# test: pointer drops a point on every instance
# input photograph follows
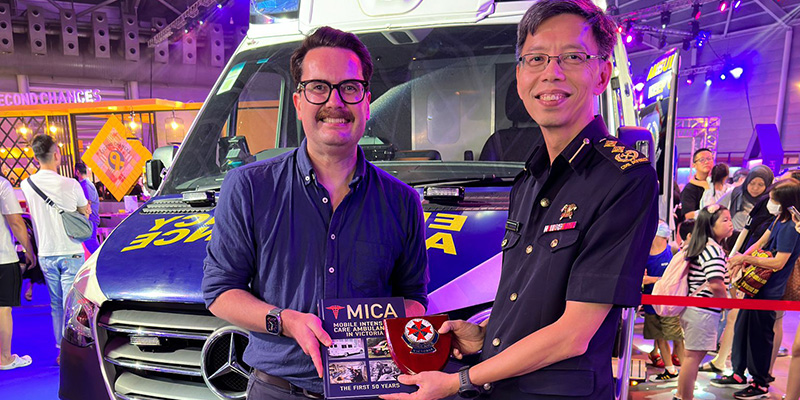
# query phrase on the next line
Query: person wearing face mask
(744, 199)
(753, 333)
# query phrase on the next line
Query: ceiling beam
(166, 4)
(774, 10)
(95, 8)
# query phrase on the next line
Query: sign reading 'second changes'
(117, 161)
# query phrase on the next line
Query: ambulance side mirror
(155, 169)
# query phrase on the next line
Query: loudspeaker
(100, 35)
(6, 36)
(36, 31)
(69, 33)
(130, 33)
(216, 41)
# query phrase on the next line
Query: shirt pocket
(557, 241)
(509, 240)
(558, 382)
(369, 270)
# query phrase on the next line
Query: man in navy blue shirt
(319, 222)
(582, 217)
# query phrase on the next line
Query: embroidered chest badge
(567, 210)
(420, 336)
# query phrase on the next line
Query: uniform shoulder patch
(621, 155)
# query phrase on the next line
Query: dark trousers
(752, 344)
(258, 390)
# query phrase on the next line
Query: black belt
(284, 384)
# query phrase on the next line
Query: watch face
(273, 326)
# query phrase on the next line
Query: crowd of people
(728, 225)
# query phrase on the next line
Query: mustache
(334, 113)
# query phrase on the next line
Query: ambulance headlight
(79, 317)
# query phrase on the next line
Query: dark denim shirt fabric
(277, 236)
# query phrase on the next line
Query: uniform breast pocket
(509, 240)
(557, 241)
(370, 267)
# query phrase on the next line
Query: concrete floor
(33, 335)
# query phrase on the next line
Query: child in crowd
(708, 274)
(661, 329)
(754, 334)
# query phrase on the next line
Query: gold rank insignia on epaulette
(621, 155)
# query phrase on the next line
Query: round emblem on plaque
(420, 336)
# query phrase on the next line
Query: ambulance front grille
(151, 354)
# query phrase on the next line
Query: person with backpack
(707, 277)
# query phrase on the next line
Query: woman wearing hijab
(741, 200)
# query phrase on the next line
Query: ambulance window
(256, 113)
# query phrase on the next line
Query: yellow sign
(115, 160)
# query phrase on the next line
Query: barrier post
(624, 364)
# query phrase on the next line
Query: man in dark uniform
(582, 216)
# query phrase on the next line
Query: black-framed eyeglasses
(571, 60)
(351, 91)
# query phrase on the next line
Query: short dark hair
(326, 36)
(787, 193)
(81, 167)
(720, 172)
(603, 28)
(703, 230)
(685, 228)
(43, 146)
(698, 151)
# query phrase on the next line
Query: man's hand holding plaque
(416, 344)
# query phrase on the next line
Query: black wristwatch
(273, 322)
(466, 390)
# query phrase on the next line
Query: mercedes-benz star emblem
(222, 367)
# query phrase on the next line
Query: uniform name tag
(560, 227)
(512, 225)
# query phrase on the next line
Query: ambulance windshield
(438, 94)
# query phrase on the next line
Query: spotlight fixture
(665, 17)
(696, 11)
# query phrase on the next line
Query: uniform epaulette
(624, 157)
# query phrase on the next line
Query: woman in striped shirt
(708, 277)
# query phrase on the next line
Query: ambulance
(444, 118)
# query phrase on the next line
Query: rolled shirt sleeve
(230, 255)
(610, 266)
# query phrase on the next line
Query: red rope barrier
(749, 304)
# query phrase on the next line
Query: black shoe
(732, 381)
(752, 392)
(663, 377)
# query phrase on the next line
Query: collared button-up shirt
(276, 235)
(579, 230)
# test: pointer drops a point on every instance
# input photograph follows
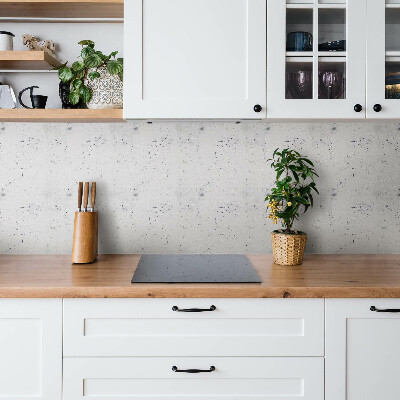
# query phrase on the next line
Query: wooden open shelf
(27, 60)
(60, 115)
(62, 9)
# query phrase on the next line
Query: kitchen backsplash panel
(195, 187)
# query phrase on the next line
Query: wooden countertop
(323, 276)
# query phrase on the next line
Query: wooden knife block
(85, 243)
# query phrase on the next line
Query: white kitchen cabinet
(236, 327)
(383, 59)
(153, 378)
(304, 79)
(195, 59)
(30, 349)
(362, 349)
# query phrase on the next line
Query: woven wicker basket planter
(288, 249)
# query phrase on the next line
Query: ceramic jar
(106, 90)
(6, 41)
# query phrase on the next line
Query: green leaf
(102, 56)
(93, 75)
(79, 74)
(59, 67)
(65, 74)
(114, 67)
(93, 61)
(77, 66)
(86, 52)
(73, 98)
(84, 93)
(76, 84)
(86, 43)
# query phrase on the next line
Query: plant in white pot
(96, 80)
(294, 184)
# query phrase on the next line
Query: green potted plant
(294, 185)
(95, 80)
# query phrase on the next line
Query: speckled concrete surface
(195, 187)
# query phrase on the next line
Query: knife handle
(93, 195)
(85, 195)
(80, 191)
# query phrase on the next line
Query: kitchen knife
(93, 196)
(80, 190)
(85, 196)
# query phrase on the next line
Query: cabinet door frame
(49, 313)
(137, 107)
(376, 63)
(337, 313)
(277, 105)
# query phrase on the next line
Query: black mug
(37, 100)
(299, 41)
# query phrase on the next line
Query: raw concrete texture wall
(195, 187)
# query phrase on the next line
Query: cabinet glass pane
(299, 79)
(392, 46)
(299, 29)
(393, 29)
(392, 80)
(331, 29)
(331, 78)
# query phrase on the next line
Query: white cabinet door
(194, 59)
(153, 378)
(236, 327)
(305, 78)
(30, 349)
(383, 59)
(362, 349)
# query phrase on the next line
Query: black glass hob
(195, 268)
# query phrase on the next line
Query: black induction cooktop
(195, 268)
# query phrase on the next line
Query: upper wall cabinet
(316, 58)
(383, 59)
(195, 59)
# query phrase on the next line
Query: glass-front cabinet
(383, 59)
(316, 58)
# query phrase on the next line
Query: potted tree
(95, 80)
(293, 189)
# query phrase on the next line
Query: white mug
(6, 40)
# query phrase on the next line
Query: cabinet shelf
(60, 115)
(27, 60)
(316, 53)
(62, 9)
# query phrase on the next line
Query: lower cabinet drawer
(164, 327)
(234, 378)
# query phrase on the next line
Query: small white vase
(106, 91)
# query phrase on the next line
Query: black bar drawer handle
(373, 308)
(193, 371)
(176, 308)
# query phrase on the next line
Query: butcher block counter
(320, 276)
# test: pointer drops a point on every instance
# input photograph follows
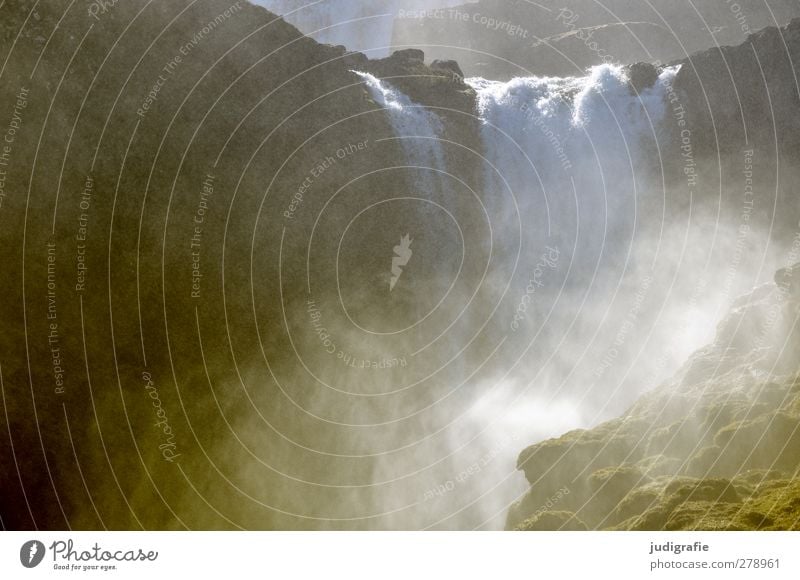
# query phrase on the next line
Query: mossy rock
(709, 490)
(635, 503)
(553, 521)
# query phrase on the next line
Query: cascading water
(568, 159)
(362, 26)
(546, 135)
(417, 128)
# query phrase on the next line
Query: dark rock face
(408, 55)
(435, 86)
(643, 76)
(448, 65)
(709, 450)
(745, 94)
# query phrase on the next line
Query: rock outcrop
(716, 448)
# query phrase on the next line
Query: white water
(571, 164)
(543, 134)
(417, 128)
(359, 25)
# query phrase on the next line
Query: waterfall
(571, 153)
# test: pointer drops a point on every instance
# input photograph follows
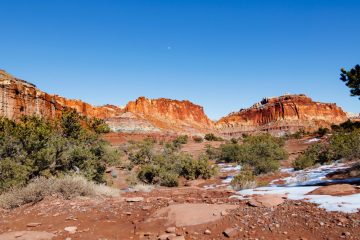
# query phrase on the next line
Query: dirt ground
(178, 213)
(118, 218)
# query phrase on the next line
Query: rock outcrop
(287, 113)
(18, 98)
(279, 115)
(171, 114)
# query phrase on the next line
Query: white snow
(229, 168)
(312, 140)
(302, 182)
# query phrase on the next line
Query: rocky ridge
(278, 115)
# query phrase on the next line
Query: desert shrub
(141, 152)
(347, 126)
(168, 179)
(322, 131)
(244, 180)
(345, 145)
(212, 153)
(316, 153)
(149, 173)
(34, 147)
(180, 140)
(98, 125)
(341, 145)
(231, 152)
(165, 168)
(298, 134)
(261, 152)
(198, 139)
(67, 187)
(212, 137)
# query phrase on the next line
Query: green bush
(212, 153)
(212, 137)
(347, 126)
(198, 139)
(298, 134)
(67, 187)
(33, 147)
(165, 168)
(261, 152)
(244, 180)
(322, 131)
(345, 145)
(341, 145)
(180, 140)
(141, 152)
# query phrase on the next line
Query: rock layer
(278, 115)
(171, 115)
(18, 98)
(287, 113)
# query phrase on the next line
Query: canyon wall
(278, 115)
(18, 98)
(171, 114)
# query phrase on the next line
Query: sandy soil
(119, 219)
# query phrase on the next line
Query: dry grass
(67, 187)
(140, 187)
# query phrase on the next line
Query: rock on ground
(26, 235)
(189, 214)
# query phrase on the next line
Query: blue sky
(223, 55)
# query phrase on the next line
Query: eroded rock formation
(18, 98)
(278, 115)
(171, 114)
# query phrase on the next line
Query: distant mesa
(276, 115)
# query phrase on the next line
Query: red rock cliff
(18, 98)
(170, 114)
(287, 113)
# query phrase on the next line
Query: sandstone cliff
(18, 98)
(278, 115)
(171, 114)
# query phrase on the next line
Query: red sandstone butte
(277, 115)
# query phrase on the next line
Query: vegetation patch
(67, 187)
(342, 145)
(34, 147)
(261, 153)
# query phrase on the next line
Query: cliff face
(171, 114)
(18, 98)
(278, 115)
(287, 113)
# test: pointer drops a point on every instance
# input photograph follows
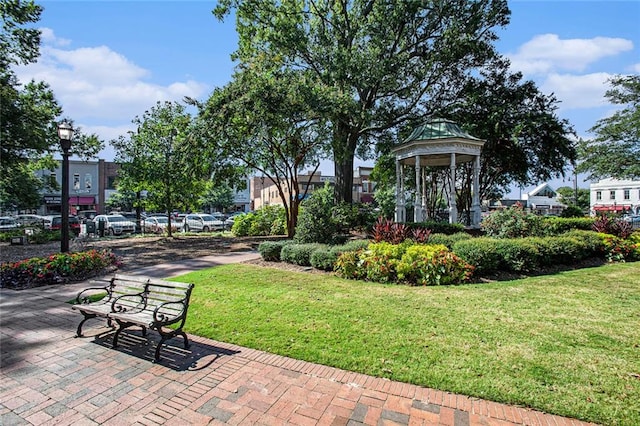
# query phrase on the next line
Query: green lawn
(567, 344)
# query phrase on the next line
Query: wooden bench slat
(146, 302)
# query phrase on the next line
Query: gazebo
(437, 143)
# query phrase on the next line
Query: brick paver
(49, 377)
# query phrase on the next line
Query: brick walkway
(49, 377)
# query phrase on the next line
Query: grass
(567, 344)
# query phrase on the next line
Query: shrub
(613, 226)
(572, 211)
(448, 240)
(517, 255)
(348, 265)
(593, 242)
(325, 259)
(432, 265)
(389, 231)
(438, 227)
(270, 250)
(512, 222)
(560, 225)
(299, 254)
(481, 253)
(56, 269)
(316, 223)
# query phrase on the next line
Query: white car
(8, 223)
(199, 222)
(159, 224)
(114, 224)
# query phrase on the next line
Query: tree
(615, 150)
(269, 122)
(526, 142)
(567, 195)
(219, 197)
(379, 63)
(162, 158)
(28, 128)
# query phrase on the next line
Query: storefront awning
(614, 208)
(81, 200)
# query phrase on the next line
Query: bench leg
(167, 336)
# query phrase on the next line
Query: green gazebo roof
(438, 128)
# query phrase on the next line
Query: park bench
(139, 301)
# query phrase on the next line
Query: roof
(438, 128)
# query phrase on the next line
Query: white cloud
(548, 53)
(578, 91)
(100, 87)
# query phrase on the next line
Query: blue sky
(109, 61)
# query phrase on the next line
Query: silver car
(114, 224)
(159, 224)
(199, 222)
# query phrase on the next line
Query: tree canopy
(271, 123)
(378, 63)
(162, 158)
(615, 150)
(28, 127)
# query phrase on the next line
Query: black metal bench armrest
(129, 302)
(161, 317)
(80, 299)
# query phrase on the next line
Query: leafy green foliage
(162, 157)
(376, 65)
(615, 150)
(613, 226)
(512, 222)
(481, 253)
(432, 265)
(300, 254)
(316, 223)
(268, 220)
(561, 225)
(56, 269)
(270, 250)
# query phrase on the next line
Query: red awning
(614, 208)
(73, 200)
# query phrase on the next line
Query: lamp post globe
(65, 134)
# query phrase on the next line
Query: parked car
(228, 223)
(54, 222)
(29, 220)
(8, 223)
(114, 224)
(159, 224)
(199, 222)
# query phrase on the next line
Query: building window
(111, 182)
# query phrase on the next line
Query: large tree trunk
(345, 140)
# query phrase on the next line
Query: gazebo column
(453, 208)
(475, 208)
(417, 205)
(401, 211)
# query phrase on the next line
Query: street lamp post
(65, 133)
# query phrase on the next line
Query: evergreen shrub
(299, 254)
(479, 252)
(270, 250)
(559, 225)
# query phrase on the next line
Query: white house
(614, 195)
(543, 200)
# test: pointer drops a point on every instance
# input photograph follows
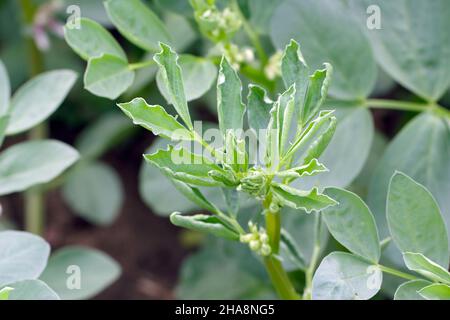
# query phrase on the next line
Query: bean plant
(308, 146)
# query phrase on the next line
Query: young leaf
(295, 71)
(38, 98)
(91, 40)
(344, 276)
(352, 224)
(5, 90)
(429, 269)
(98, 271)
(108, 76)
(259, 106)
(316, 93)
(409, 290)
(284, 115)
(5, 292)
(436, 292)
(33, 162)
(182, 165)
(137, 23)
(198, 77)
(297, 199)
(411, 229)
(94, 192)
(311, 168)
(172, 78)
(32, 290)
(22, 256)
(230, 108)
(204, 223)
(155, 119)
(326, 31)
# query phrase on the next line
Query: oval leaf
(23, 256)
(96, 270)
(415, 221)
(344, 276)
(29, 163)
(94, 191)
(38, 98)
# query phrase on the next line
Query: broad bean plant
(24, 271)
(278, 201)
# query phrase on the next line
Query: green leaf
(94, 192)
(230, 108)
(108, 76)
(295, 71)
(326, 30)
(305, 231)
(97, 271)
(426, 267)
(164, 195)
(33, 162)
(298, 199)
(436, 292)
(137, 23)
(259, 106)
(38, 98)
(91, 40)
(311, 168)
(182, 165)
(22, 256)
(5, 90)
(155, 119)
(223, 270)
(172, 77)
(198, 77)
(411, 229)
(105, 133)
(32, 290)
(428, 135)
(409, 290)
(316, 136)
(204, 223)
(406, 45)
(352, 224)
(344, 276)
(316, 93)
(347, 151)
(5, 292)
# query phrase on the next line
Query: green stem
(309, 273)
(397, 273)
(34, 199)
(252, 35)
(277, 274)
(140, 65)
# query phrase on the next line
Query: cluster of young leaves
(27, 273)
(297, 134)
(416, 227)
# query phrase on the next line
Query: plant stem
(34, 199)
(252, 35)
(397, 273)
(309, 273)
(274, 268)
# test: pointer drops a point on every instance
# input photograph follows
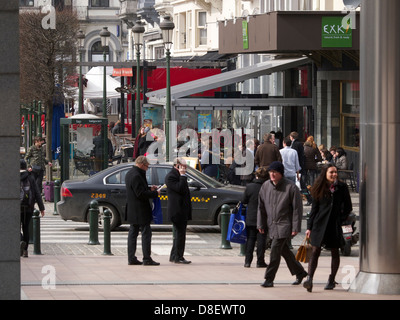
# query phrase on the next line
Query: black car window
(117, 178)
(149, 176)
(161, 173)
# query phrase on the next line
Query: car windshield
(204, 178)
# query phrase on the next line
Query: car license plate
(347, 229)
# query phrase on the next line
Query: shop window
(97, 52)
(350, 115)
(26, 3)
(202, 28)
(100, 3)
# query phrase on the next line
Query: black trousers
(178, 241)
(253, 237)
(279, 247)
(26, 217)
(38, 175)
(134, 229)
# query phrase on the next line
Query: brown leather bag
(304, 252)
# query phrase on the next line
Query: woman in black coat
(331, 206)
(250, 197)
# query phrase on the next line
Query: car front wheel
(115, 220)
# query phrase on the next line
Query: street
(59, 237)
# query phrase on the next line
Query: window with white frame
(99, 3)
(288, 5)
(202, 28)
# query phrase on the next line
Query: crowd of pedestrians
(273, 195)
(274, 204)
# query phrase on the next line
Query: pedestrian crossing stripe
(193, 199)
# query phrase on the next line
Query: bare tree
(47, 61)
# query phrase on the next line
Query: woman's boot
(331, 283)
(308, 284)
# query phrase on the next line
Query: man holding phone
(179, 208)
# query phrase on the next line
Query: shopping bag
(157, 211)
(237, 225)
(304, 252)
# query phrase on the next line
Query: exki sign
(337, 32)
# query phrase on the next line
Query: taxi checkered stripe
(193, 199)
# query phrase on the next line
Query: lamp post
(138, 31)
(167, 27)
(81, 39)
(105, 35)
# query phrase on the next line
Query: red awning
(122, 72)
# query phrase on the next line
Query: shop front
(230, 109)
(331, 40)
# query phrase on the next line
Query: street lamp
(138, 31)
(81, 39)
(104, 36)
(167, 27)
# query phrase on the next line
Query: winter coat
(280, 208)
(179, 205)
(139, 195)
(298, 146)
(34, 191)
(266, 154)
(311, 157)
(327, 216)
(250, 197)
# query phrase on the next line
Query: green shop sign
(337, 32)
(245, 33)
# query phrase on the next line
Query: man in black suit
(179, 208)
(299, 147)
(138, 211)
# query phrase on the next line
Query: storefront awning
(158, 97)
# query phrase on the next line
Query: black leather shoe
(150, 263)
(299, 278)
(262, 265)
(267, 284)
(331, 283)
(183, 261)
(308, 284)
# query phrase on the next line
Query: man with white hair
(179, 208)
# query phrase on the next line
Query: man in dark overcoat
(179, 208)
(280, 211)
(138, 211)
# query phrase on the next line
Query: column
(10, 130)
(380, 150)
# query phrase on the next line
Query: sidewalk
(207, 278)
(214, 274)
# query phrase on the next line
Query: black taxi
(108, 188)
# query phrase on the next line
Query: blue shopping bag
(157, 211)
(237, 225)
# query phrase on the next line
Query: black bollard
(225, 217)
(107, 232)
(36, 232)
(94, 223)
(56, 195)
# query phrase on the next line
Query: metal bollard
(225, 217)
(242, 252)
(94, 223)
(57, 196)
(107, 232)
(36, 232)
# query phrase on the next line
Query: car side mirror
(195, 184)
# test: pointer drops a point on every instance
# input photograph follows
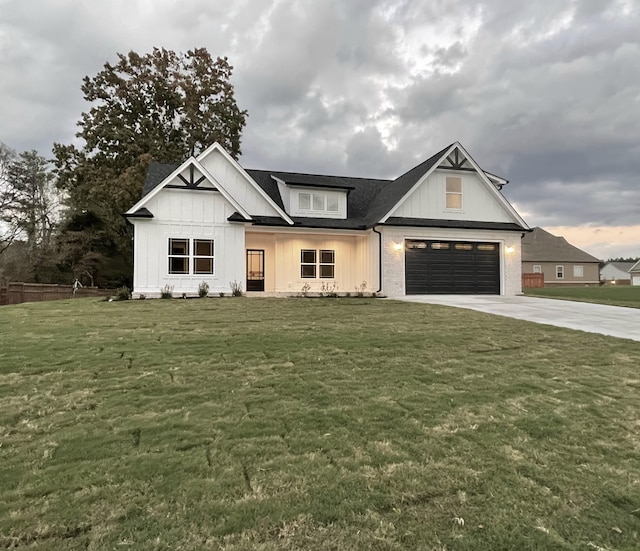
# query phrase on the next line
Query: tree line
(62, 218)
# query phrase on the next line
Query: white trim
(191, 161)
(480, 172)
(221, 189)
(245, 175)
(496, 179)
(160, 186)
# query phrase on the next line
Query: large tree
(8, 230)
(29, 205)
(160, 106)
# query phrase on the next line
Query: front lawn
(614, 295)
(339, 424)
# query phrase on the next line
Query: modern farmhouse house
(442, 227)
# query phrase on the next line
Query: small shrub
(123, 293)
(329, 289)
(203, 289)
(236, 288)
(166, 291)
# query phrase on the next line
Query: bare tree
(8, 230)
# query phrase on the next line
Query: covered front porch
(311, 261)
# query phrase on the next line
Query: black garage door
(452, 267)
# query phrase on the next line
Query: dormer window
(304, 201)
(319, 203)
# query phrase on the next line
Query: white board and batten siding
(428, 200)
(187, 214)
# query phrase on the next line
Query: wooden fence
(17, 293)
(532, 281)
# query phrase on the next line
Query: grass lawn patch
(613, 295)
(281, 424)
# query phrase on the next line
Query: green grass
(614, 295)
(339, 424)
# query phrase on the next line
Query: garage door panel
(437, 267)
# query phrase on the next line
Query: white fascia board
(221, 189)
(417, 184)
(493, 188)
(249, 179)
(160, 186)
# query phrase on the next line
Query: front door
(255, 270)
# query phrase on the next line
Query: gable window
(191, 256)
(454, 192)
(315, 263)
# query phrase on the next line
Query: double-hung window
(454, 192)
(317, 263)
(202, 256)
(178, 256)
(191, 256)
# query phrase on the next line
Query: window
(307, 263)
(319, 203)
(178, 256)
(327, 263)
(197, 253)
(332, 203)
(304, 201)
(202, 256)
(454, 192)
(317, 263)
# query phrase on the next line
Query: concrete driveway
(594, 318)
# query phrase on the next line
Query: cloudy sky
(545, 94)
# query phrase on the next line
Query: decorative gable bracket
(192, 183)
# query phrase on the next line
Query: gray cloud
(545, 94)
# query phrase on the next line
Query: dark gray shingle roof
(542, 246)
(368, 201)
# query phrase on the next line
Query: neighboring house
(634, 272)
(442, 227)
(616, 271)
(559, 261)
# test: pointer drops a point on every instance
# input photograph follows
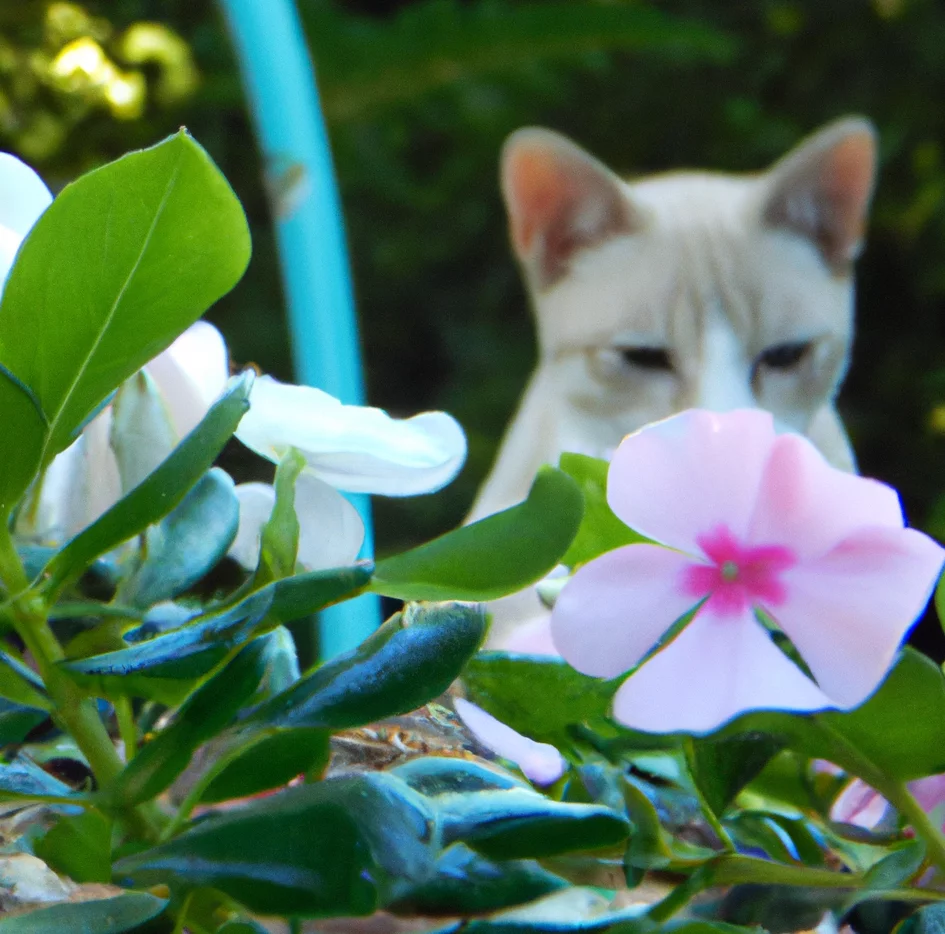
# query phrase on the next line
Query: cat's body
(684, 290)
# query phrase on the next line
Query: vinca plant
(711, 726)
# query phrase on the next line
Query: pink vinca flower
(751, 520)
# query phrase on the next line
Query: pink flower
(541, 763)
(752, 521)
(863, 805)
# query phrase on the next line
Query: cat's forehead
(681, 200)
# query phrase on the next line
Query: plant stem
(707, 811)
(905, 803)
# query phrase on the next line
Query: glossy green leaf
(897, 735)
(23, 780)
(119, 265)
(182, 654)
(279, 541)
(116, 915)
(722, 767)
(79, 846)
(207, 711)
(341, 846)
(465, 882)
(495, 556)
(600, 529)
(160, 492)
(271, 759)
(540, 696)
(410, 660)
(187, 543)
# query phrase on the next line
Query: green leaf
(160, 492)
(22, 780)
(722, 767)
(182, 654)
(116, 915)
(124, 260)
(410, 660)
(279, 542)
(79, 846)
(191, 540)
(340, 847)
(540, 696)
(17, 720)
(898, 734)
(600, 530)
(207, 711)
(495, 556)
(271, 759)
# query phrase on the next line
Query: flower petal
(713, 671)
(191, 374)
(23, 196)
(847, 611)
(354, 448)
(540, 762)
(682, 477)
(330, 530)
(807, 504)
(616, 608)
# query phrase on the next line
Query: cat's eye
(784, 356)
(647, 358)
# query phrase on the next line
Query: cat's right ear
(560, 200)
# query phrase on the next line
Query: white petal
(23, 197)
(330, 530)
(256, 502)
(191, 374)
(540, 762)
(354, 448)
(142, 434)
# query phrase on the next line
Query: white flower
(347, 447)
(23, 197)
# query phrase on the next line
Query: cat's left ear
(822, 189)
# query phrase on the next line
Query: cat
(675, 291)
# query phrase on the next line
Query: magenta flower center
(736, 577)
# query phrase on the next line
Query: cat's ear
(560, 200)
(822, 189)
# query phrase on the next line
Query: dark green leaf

*-*-*

**What the task asks**
Exactly reproduce the lines of the data above that run from the line containing "Query: cat's body" through the final one.

**Solution to the exercise**
Query: cat's body
(684, 290)
# query phrase on the next line
Query: vinca plant
(711, 726)
# query phrase on the next line
Query: pink vinca flower
(751, 520)
# query phrase on the next line
Query: pink flower
(541, 763)
(752, 521)
(863, 805)
# query phrase on the next line
Query: cat's forehead
(681, 200)
# query phrase on the next line
Query: plant stem
(707, 811)
(905, 803)
# query phrase on the next line
Query: glossy green leaf
(897, 735)
(23, 780)
(119, 265)
(182, 654)
(279, 541)
(116, 915)
(722, 767)
(79, 846)
(207, 711)
(341, 846)
(465, 882)
(495, 556)
(600, 529)
(160, 492)
(271, 759)
(540, 696)
(410, 660)
(187, 543)
# query phrase on the next line
Query: green leaf
(160, 492)
(22, 780)
(722, 767)
(182, 654)
(116, 915)
(124, 260)
(410, 660)
(279, 542)
(79, 846)
(191, 540)
(340, 847)
(540, 696)
(17, 720)
(898, 734)
(600, 530)
(207, 711)
(495, 556)
(271, 759)
# query phrase on the next line
Query: flower petal
(713, 671)
(191, 374)
(23, 196)
(847, 611)
(354, 448)
(540, 762)
(682, 477)
(330, 530)
(807, 504)
(616, 608)
# query phrase on the next line
Query: cat's eye
(784, 356)
(647, 358)
# query phrase on the next line
Query: cat's right ear
(560, 200)
# query phrase on the next line
Query: white petal
(23, 197)
(330, 530)
(256, 502)
(191, 374)
(540, 762)
(354, 448)
(142, 434)
# query phrase on the next line
Query: white flower
(347, 447)
(23, 197)
# query phrase on the next line
Query: cat's left ear
(822, 189)
# query phrase on the next line
Query: cat
(675, 291)
# query phrase on the next line
Query: magenta flower center
(736, 577)
# query phrase on the next line
Query: cat's ear
(560, 200)
(822, 189)
# query phrase on the next line
Query: dark green leaf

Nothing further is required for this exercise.